Task objective: Please put every line of the listing below into a numbered list, skipping blank lines and leaving out the pictures.
>> Begin Dataset
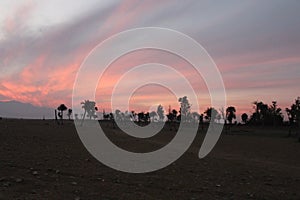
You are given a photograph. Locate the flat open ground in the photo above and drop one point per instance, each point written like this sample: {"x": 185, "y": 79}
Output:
{"x": 41, "y": 160}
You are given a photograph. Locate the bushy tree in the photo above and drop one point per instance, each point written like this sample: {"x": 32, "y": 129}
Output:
{"x": 185, "y": 108}
{"x": 160, "y": 112}
{"x": 211, "y": 114}
{"x": 89, "y": 109}
{"x": 230, "y": 114}
{"x": 61, "y": 110}
{"x": 244, "y": 118}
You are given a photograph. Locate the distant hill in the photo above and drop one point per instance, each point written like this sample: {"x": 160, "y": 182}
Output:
{"x": 15, "y": 109}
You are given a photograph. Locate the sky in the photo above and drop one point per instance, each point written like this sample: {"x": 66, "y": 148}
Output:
>> End Dataset
Answer to the exercise:
1. You are given a photograph. Locate the flat open ground in the photo above and drop one point per instance, each point written like this sample: {"x": 185, "y": 79}
2. Output:
3. {"x": 41, "y": 160}
4. You are given a photograph. Locate the bushy tree in the photo above and drop one point per instance, each point written like this sample: {"x": 32, "y": 129}
5. Output:
6. {"x": 185, "y": 108}
7. {"x": 160, "y": 112}
8. {"x": 211, "y": 114}
9. {"x": 89, "y": 109}
10. {"x": 230, "y": 114}
11. {"x": 61, "y": 110}
12. {"x": 244, "y": 118}
13. You are given a photograph. Locate the distant hill in the photo above and drop one point per instance, each point written like this sample: {"x": 160, "y": 182}
14. Output:
15. {"x": 15, "y": 109}
16. You are given a photograph. Locate the sky in the photo above and drop one point per instance, each point written like this sample: {"x": 66, "y": 148}
17. Output:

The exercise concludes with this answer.